begin Article

Forget about surveillance cameras and special alarm systems. What criminals should be scared about these days is people walking around with camera phones.


Henning believes future camera phones will have special public safety features. For example a button that will take a picture and automatically send it to an emergency number.

On a Monday morning last April, security guard Roy Grey and his colleague Reg Johnson made a routine visit to the Halifax bank in Newport, Wales. As Grey entered the bank, two masked men grabbed him and demanded money. As the drama unfolded, witnesses took pictures with their mobile phones, providing vital clues for police that later helped convict three people.

Detective chief inspector Mark Sutton told BBC News: “We had members of the public who stood there at the time the robbery took place, taking photographs with mobile phones. It was a tremendous response.”

As the sale of camera phones increases – by 2009, four billion camera phones will have been sold worldwide – we will, most likely, see more of these kinds of stories appearing in the media. Tony Henning, senior analyst at Future Image in San Mateo, who has been closely following the camera phone phenomenon, says a lot has happened in terms of camera phones and public safety since the technology was introduced in 2000.

“If you look back less than four years ago to the World Trade Center disaster, the only video from this tragedy comes from a couple of video photographers who happened to be making a documentary about fire-fighters in New York City at the time,” he says.

end Article
begin Stored data

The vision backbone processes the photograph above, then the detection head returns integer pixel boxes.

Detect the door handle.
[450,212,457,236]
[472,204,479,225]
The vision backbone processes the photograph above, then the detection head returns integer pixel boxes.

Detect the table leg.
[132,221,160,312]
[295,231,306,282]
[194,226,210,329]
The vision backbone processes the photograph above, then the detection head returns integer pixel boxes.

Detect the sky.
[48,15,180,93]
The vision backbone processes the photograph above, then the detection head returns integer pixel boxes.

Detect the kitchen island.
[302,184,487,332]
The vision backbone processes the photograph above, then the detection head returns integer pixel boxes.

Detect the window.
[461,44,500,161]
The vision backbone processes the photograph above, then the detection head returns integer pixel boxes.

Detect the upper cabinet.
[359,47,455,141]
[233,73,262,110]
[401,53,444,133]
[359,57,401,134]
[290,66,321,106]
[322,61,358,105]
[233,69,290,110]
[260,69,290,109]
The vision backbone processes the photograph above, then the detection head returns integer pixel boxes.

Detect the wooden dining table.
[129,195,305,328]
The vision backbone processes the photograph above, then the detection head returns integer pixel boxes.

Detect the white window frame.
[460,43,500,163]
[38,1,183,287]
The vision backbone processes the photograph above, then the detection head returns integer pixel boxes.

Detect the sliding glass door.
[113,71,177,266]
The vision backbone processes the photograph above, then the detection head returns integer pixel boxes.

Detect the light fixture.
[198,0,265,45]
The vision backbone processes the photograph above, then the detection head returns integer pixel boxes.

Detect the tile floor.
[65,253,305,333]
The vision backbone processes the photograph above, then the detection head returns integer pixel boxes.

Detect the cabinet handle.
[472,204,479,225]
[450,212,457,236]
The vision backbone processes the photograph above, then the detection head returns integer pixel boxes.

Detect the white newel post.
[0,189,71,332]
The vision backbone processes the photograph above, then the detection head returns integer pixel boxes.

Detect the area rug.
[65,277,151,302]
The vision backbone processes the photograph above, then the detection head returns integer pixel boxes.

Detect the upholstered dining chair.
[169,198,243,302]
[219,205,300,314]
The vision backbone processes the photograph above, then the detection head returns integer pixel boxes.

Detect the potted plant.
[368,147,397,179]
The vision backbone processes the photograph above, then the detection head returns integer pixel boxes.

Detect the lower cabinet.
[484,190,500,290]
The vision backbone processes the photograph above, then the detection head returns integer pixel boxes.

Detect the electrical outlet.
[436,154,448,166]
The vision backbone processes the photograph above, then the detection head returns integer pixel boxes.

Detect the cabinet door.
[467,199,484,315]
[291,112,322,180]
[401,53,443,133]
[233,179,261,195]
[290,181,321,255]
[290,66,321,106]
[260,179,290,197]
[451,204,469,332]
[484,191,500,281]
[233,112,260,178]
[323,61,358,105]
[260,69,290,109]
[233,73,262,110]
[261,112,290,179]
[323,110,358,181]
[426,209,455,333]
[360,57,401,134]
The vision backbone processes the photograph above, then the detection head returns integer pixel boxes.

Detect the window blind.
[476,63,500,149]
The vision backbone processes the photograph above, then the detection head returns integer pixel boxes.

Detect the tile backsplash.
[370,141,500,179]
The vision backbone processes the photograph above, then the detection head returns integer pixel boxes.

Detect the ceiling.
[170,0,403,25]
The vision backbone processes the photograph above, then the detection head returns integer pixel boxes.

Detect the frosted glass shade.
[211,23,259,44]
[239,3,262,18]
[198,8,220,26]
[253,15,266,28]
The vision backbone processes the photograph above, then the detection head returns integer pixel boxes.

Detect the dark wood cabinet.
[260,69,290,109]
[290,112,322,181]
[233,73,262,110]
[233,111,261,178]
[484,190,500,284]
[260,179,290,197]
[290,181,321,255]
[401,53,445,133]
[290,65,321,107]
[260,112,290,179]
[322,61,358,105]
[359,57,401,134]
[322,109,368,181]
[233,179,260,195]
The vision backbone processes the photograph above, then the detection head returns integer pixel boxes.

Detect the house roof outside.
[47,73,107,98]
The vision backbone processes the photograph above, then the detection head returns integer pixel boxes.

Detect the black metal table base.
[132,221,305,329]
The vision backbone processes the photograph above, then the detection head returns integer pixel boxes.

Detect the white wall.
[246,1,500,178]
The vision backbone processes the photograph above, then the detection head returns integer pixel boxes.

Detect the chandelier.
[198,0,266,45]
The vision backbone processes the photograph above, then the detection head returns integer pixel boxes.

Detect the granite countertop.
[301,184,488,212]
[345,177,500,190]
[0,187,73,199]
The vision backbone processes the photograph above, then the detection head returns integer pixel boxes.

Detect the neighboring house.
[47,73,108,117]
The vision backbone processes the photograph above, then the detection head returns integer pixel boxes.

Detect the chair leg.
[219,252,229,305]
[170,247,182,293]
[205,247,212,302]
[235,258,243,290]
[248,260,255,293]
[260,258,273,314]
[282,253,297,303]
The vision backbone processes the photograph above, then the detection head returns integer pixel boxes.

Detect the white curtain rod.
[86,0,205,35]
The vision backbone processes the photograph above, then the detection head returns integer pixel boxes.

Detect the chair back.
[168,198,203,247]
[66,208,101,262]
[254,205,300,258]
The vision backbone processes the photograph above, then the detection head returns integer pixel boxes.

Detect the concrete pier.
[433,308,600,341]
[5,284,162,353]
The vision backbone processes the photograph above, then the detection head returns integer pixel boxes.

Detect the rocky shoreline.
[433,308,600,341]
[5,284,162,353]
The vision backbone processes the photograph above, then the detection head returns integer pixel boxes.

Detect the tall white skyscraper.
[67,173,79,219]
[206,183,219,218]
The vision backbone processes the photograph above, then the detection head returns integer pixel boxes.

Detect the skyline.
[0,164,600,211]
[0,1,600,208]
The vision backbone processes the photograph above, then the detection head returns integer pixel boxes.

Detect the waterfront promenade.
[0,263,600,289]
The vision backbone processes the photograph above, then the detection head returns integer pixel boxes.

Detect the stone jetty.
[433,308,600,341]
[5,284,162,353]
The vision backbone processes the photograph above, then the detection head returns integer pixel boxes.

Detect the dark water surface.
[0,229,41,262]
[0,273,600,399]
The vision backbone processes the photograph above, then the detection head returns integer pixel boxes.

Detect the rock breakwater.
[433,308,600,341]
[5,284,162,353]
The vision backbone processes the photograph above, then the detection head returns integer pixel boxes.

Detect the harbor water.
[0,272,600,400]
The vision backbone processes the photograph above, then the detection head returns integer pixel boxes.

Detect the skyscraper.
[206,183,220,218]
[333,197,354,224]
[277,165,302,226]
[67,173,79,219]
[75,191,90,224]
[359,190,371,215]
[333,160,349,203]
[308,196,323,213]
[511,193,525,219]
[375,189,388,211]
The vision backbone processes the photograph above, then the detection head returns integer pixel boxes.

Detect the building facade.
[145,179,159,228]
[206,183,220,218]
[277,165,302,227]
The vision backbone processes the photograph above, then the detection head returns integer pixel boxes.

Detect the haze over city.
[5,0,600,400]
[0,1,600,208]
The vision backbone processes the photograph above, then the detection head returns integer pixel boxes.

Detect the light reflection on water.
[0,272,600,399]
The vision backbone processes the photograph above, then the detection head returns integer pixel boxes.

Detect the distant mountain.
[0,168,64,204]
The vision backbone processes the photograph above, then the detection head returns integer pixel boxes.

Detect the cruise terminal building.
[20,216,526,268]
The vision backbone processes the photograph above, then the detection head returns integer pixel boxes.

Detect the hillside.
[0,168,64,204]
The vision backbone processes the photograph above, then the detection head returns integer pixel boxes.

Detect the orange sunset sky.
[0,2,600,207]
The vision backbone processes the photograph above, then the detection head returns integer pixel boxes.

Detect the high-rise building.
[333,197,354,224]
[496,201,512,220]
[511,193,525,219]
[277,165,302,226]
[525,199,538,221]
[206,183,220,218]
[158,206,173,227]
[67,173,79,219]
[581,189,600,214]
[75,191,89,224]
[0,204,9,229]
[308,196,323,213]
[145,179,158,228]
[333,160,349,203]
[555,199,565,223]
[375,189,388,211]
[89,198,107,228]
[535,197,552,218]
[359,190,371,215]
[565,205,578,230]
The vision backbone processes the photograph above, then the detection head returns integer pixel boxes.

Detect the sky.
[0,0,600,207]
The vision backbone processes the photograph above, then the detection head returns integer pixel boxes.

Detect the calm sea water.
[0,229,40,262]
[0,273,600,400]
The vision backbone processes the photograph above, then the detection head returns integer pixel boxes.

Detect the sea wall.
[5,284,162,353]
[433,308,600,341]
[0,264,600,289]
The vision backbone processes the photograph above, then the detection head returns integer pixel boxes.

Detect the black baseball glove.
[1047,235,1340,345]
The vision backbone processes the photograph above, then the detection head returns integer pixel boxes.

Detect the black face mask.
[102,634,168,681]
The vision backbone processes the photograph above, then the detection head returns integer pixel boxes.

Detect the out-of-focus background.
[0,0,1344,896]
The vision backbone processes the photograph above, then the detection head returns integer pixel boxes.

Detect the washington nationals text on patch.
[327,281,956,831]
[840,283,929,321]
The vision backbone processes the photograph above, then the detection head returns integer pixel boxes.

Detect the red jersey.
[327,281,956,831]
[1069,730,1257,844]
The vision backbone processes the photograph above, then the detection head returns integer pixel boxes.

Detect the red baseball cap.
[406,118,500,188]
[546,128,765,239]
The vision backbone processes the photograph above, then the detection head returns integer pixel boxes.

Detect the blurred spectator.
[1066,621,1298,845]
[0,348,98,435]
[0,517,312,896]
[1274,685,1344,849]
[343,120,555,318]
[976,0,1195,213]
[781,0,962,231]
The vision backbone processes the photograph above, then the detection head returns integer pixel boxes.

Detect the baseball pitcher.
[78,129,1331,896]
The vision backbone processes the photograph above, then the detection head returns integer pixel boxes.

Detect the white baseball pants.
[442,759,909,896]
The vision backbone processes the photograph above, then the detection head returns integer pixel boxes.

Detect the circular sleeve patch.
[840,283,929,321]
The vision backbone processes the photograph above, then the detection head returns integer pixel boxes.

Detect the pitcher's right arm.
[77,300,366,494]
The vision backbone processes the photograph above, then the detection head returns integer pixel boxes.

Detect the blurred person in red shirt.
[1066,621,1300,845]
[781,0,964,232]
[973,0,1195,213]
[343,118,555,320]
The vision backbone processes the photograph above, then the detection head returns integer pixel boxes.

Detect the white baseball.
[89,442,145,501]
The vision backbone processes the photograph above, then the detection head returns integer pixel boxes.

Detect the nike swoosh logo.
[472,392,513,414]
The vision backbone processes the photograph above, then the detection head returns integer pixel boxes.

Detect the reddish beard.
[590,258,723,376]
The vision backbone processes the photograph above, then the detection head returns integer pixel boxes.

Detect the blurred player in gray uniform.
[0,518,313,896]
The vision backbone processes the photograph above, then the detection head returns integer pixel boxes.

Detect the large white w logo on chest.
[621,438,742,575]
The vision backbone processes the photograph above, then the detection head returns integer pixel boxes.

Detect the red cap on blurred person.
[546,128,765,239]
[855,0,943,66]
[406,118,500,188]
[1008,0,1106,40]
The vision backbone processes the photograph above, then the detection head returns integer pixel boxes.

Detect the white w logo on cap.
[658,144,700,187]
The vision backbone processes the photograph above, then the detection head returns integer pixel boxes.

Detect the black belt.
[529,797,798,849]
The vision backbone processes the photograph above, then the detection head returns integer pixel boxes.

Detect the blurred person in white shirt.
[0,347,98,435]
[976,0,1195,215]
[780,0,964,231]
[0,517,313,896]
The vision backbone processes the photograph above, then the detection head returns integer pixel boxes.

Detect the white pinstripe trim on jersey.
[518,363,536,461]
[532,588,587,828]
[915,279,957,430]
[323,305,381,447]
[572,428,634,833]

end Stored data

Extend the article about camera phones and public safety, picking up after its final paragraph. This data was taken from a separate source and is unrelated to the article.

“Nowadays, whenever there is a major news event, the most immediate – and sometimes the only coverage of it – often comes from people with camera phones. If you take, for instance, the London train bombings last July, all the major newspapers and TV stations used camera phone images and videos provided by the public to cover the disaster.”

Recording violent incidents

Camera phones are not only used to solve crimes and document disasters, they are also useful in recording anti-social behaviour, Henning says. “There was an incident on a bus in Hong Kong recently where a man was talking loudly on his mobile. A young man, sitting behind him, politely asked his fellow passenger to keep his voice down but, instead of saying sorry, the man went ballistic, yelling and screaming at him. The whole incident was captured by a camera phone and later posted on the internet where it has, to date, been viewed two million times.”

Henning says the opportunity to record anti-social behaviour and crime has never been greater, but he points out that the use of camera phones will not always stop incidents happening. He says: “There are already surveillance cameras and alarm systems in place in people’s homes but that hasn’t stopped people from robbing them. But, I think other crimes, such as abductions and flashing, which take place in public, can be deterred by camera phones. We have already seen evidence of that.”

As much as people have the opportunity to record crimes, or prevent crimes from happening altogether, the new mobile technology also presents the opportunity for abuse. “There is always a percentage of the population who will misuse such tools,” Henning says. For example, there have been incidents where people have taken their camera phones into courtrooms to photograph witnesses so they can retaliate against them later.

Special public safety features

But most of these have been isolated incidents and actions have been taken to ban the use of camera phones in such places to protect the public. “Society will, slowly but surely, get used to people having their cameras with them all the time and there will be rules for where we can and cannot use them. I think it is just a matter of us catching up to the technology and using it properly,” Henning says.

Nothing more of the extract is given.